Goal |
Rename "tractor" to "farm vehicle" in the records, starting with the line with "find the agricultural sprayer" and going on through the end of the records, and change nothing else. Give back only those lines.

━━━━━━━━

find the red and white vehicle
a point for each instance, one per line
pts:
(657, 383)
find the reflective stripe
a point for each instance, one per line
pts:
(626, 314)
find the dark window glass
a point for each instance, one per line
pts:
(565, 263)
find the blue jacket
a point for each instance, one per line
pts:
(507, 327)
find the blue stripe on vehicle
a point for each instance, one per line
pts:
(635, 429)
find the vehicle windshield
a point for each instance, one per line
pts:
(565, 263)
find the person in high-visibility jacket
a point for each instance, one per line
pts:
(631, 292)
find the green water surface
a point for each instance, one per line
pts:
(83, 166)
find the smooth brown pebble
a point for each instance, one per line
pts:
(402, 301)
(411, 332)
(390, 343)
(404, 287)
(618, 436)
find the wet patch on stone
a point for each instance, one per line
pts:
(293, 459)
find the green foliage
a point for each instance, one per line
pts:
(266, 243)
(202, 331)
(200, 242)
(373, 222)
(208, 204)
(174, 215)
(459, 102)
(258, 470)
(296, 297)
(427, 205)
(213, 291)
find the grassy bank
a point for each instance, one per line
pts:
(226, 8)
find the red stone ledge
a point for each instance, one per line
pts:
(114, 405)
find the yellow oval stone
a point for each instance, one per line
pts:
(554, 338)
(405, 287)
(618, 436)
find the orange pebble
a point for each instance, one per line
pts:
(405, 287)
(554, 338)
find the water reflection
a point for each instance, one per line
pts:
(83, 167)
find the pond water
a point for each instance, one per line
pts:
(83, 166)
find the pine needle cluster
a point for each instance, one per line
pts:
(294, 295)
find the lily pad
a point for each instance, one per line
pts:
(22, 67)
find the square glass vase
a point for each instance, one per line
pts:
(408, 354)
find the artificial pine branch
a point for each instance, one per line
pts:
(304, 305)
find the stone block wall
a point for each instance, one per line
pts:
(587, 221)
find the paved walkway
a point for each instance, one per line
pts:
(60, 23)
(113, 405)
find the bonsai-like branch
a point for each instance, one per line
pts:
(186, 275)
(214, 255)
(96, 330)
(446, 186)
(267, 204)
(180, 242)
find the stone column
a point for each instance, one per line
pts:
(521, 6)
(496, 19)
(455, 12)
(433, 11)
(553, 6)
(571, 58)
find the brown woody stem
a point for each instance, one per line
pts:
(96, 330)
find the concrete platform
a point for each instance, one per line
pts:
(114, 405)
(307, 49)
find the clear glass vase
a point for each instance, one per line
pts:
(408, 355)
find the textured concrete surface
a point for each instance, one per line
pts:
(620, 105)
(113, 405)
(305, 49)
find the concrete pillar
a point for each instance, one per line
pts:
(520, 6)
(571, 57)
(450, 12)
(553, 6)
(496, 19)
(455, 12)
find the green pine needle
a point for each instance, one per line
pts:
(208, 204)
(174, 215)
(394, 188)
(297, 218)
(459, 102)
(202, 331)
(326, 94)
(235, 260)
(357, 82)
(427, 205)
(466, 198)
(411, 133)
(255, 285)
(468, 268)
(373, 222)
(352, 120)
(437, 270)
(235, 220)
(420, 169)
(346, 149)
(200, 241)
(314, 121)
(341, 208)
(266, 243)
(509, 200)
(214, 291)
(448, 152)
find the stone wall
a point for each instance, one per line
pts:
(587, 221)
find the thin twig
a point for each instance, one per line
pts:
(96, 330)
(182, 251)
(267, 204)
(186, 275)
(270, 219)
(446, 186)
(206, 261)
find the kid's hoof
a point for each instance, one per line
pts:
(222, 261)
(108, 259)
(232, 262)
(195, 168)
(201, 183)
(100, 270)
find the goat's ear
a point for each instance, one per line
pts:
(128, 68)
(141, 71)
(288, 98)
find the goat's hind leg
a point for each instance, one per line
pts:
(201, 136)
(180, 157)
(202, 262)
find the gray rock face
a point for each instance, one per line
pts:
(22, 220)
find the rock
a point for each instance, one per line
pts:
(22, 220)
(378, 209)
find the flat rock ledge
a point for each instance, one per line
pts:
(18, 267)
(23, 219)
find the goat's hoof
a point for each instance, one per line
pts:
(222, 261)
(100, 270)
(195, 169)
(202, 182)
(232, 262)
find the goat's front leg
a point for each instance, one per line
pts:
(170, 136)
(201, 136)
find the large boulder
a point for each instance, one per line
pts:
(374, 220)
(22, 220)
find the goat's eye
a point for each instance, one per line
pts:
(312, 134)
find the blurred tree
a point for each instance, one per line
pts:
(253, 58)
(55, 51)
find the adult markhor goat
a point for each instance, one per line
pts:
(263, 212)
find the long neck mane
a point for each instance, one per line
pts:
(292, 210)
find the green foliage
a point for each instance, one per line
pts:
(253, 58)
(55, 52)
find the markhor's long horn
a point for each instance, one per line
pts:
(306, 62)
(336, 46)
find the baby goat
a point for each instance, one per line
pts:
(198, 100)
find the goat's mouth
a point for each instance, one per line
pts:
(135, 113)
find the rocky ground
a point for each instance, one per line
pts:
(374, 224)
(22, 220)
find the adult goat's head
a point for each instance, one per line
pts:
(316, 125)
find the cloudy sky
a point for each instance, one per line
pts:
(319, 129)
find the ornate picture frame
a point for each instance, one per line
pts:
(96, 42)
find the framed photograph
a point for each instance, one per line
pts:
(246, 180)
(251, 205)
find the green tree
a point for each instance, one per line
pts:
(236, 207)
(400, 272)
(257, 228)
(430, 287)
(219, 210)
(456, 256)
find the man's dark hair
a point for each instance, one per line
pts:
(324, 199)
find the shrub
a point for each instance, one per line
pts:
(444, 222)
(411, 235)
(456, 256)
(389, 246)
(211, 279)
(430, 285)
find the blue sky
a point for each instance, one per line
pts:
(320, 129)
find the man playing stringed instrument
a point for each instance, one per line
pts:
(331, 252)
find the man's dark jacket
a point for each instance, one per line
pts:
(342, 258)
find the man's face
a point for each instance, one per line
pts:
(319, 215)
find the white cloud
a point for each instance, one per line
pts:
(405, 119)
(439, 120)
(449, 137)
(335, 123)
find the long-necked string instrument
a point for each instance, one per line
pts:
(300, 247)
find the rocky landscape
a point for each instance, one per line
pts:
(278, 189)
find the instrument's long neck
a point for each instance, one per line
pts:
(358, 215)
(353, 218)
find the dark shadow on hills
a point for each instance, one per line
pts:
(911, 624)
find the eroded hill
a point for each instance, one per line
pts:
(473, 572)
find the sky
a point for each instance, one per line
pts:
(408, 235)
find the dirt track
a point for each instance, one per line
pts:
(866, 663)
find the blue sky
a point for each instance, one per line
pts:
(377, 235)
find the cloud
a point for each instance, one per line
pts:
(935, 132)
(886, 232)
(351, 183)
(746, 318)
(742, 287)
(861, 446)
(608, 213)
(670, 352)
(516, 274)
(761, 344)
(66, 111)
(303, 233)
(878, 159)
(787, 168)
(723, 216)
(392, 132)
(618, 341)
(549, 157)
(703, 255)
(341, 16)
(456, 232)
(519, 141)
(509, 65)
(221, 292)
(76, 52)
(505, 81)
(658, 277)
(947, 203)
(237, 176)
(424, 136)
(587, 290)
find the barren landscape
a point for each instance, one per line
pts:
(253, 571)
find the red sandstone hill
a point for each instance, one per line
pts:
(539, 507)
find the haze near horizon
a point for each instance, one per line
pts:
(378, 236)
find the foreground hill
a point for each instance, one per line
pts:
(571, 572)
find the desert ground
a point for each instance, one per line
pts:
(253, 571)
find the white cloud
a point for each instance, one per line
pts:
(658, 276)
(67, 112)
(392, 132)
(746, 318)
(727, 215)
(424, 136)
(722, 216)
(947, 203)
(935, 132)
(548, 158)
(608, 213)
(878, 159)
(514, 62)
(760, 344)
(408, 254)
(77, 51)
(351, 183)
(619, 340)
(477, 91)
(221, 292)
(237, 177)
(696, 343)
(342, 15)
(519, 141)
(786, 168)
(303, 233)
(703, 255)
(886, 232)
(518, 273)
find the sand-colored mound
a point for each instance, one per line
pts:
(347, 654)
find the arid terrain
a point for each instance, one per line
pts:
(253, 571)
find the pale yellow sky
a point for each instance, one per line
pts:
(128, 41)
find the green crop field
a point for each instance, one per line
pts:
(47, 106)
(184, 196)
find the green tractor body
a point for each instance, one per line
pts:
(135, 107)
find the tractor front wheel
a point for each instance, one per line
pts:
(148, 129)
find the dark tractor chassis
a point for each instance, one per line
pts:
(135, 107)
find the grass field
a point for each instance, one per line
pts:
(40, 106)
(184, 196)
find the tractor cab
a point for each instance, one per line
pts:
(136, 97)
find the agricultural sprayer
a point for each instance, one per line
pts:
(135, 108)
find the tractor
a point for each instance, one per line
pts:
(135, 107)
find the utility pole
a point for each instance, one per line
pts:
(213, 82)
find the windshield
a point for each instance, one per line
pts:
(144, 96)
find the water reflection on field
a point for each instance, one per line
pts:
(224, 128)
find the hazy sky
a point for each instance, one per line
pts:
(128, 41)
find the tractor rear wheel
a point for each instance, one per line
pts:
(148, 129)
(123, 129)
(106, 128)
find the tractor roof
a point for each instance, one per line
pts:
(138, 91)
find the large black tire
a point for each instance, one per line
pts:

━━━━━━━━

Solution for this task |
find the agricultural sprayer
a point for each instance, one per line
pts:
(135, 108)
find the farm vehicle
a point for each instance, one per line
pts:
(135, 107)
find the utility pole
a point for each instance, one per line
pts:
(213, 82)
find the windshield
a point for each instance, one per line
pts:
(144, 96)
find the water reflection on field
a point for each instance, one per line
pts:
(224, 128)
find the hazy sky
a point for each instance, one per line
pts:
(128, 41)
find the farm vehicle rear wheel
a point for each instance, one per line
pts:
(148, 129)
(123, 129)
(106, 128)
find the farm vehicle roof
a point for each instance, one per line
pts:
(138, 91)
find the large black tire
a point for each instance, one per line
pts:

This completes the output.